Testosterone (T). Plasma T was assayed in duplicate by a previously described RIA (19) that employs antiserum T3–125 (Endocrine Sciences, Tarzana, CA). The mean sensitivity of the assay was approximately 0.1 ng/ml. The intraassay and mean interassay coefficients of variation were 7.8% and 12.3%, respectively.

Experimental design
Five intact adult male rhesus monkeys received an iv infusion of rh inhibin A (748–832 ng/h·kg) followed, after an interval of approximately 4 weeks, by the vehicle infusion. Before initiating the infusion of rh inhibin A, a typical pattern of pulsatile activity in the pituitary-Leydig cell axis was established for each monkey by monitoring moment to moment changes in the circulating concentrations of T from 1200–2400 h. This 12-h window was selected because it provides a representative profile of the pulsatile activity in the pituitary-testicular axis (20). Later, the pulsatile profile of LH was also determined in the samples collected during this 12-h window.

One to 2 weeks later, the rh inhibin A infusion was initiated. At this time, the infusion line was first exposed for 60 min to 1% serum in Dulbecco’s PBS (2 ml/h) to minimize subsequent adsorption of the recombinant hormone. The rh inhibin A infusion, also at a rate of 2 ml/h, was then started at 0 h between 0900–0930 h. It should be noted, however, that the animals did not immediately begin to receive the rh inhibin A because of a dead space of approximately 2 ml in the infusion line. The hormone infusion was terminated after 96 h. The changes in circulating FSH concentrations effected by rh inhibin A infusion were monitored in blood samples collected 60, 30, and 5 min before and at 6-h intervals during the 96-h infusion. An additional sample was collected 6 h after termination of the infusion. The foregoing samples together with those collected 0.5, 1.0, 1.5, 2.0, and 4.0 h immediately after both the initiation and the termination of the inhibin infusion were assayed for circulating concentrations of immunoactive inhibin and inhibin A.

In addition, on the fourth day of rh inhibin A infusion, a series of frequent blood samples was collected in a 12-h window (75–87 h of infusion), as described above. The primary purpose of this analysis was to examine the effects, if any, of the inhibin infusion on the pulsatile activity of the LH-T axis.

After the collection of the postinfusion sample at 102 h, the inhibin infusate that remained in the line was removed by aspiration, thus eliminating any further delivery of the hormone. At this time, a continuous heparinized saline infusion was reestablished. Approximately 1 week after the termination of the inhibin infusion, a final 12-h window of blood sampling was performed to monitor the postinfusion moment to moment changes in the pulsatile patterns of LH and T secretion. During this window, additional samples were collected at 0, 6, and 12 h to establish the postinfusion recovery in the concentrations of FSH and inhibin.

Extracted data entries

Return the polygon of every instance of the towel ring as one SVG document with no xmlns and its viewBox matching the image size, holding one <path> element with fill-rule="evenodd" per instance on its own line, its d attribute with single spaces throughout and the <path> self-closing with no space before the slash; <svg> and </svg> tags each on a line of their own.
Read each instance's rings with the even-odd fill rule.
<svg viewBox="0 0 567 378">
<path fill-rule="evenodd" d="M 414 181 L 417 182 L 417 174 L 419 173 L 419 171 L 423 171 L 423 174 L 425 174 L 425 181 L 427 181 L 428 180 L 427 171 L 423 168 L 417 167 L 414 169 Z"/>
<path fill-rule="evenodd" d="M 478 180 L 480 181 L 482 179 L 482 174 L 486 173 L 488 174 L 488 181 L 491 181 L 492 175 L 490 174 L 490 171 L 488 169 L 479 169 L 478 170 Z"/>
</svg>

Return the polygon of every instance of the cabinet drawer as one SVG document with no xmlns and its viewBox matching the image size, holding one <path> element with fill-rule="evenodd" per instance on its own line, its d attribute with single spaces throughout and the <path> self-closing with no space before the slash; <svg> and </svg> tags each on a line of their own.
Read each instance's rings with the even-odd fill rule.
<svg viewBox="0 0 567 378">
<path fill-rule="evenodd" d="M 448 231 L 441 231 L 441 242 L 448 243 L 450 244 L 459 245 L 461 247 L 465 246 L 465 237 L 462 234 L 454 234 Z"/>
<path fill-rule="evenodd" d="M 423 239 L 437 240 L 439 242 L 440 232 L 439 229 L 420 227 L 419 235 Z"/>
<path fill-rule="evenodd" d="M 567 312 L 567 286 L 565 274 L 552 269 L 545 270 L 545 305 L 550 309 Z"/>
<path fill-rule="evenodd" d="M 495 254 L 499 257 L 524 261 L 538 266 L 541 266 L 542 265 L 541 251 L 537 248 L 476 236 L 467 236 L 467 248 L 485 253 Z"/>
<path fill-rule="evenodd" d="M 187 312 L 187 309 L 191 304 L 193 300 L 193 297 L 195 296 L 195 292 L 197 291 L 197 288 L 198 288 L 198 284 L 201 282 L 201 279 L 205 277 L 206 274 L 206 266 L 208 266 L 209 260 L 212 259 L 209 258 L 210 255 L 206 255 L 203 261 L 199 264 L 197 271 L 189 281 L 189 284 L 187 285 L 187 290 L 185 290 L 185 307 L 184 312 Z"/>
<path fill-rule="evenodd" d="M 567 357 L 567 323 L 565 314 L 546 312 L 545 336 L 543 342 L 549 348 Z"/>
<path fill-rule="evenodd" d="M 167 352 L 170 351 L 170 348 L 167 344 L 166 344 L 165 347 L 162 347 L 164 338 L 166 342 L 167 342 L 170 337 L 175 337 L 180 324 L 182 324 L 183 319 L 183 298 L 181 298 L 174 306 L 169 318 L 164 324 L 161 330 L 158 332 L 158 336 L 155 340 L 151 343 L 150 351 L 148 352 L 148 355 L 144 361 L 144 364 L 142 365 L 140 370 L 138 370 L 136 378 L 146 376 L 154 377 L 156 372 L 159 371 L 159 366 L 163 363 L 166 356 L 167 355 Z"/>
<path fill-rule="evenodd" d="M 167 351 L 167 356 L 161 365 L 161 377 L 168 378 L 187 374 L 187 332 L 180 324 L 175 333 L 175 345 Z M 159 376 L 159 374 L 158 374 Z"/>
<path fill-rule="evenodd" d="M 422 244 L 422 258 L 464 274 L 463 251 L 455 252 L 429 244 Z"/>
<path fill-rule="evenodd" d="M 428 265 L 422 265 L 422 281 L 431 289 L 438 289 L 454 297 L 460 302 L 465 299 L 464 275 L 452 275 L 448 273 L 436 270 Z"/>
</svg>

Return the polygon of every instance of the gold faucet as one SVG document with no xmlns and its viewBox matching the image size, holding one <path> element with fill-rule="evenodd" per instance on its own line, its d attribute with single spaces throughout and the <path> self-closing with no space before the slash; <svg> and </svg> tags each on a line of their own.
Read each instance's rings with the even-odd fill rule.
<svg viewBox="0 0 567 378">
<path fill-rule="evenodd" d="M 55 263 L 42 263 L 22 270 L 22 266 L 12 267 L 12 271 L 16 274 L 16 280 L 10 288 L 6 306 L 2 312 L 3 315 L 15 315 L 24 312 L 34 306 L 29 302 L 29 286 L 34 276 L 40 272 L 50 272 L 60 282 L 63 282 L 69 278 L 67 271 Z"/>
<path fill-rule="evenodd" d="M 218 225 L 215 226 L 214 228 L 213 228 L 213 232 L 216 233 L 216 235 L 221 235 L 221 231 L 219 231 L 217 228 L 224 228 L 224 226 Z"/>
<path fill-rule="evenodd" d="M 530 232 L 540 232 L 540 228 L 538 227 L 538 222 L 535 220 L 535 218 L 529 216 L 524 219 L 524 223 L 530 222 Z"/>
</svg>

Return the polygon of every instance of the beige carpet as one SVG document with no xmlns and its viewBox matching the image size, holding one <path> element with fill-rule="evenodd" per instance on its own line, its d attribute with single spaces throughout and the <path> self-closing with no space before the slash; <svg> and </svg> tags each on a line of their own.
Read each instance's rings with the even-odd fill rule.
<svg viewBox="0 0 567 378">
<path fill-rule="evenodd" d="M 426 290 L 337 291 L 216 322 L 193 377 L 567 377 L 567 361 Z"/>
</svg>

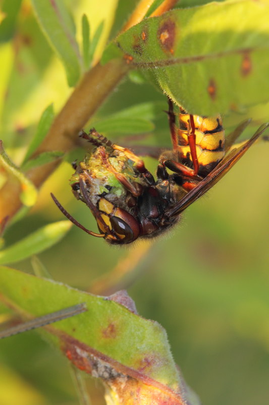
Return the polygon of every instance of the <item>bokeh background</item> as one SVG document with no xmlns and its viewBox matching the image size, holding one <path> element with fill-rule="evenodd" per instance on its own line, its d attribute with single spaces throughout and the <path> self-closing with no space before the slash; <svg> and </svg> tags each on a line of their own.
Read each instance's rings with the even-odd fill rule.
<svg viewBox="0 0 269 405">
<path fill-rule="evenodd" d="M 94 31 L 102 18 L 99 5 L 93 1 L 67 3 L 76 22 L 83 12 L 90 16 Z M 116 2 L 107 3 L 113 14 Z M 119 2 L 113 32 L 135 3 Z M 9 24 L 0 26 L 0 139 L 19 164 L 42 111 L 51 102 L 59 111 L 71 90 L 30 3 L 13 3 Z M 112 23 L 106 20 L 105 29 Z M 159 109 L 154 129 L 138 139 L 131 134 L 132 139 L 169 147 L 167 117 L 162 112 L 165 97 L 150 84 L 126 78 L 93 121 L 147 101 L 156 102 Z M 227 131 L 248 116 L 254 122 L 242 139 L 268 119 L 269 105 L 227 115 L 224 117 Z M 130 135 L 109 131 L 105 135 L 123 145 Z M 74 157 L 83 153 L 78 149 Z M 111 248 L 73 227 L 60 243 L 38 255 L 55 280 L 87 291 L 98 291 L 100 277 L 105 280 L 111 272 L 116 277 L 123 267 L 126 274 L 119 287 L 127 289 L 142 316 L 165 328 L 176 362 L 207 405 L 262 405 L 269 397 L 268 155 L 269 143 L 257 142 L 212 190 L 187 210 L 178 226 L 147 249 L 142 246 Z M 154 172 L 156 161 L 145 161 Z M 73 171 L 65 161 L 46 181 L 37 205 L 7 230 L 6 246 L 63 219 L 49 196 L 51 192 L 79 221 L 96 229 L 88 209 L 73 196 L 68 184 Z M 135 263 L 134 257 L 139 255 Z M 13 267 L 33 272 L 30 260 Z M 2 311 L 1 304 L 0 314 Z M 1 341 L 1 405 L 77 403 L 67 366 L 67 360 L 36 332 Z M 103 403 L 99 383 L 89 377 L 88 384 L 92 403 Z"/>
</svg>

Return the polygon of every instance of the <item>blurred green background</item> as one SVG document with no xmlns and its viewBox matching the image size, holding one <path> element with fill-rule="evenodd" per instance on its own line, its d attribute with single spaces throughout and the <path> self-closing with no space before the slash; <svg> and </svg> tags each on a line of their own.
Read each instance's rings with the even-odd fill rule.
<svg viewBox="0 0 269 405">
<path fill-rule="evenodd" d="M 0 139 L 19 164 L 42 111 L 52 102 L 58 111 L 71 90 L 30 3 L 12 3 L 13 15 L 4 28 L 0 26 Z M 93 0 L 67 3 L 77 24 L 82 13 L 87 14 L 93 31 L 103 17 Z M 126 3 L 119 2 L 114 32 L 136 2 Z M 3 10 L 7 3 L 3 2 Z M 107 3 L 113 16 L 116 2 Z M 111 15 L 105 20 L 107 32 Z M 167 118 L 160 107 L 166 107 L 166 99 L 149 84 L 126 78 L 92 120 L 146 101 L 159 102 L 160 110 L 154 131 L 143 134 L 139 142 L 169 147 Z M 269 105 L 227 115 L 224 123 L 232 127 L 246 116 L 254 118 L 244 135 L 247 137 L 268 119 Z M 105 135 L 124 144 L 125 138 L 121 140 L 117 133 Z M 78 150 L 72 157 L 76 153 L 82 154 Z M 123 281 L 139 313 L 166 329 L 176 362 L 207 405 L 261 405 L 269 397 L 268 154 L 268 143 L 260 141 L 252 146 L 206 196 L 188 209 L 176 228 L 154 241 L 133 274 Z M 154 172 L 156 161 L 145 160 Z M 8 229 L 6 246 L 63 219 L 51 192 L 76 219 L 96 229 L 88 209 L 71 192 L 68 180 L 73 171 L 65 161 L 46 181 L 37 205 Z M 56 280 L 88 290 L 131 255 L 131 250 L 110 247 L 73 227 L 61 242 L 38 257 Z M 32 272 L 30 260 L 13 267 Z M 2 309 L 0 306 L 0 314 Z M 89 384 L 92 403 L 103 403 L 99 383 L 89 378 Z M 77 403 L 67 361 L 36 333 L 1 341 L 1 405 Z"/>
</svg>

» ACTIVITIES
1. According to the methods passage, how many monkeys received the iv infusion of rh inhibin A?
2. Swap "rhesus monkeys" for "cynomolgus monkeys" in the part of the methods passage starting at "Experimental design" and ending at "this 12-h window.", and give that part again.

» SOLUTIONS PER TASK
1. Five intact adult male rhesus monkeys.

2.
Experimental design
Five intact adult male cynomolgus monkeys received an iv infusion of rh inhibin A (748–832 ng/h·kg) followed, after an interval of approximately 4 weeks, by the vehicle infusion. Before initiating the infusion of rh inhibin A, a typical pattern of pulsatile activity in the pituitary-Leydig cell axis was established for each monkey by monitoring moment to moment changes in the circulating concentrations of T from 1200–2400 h. This 12-h window was selected because it provides a representative profile of the pulsatile activity in the pituitary-testicular axis (20). Later, the pulsatile profile of LH was also determined in the samples collected during this 12-h window.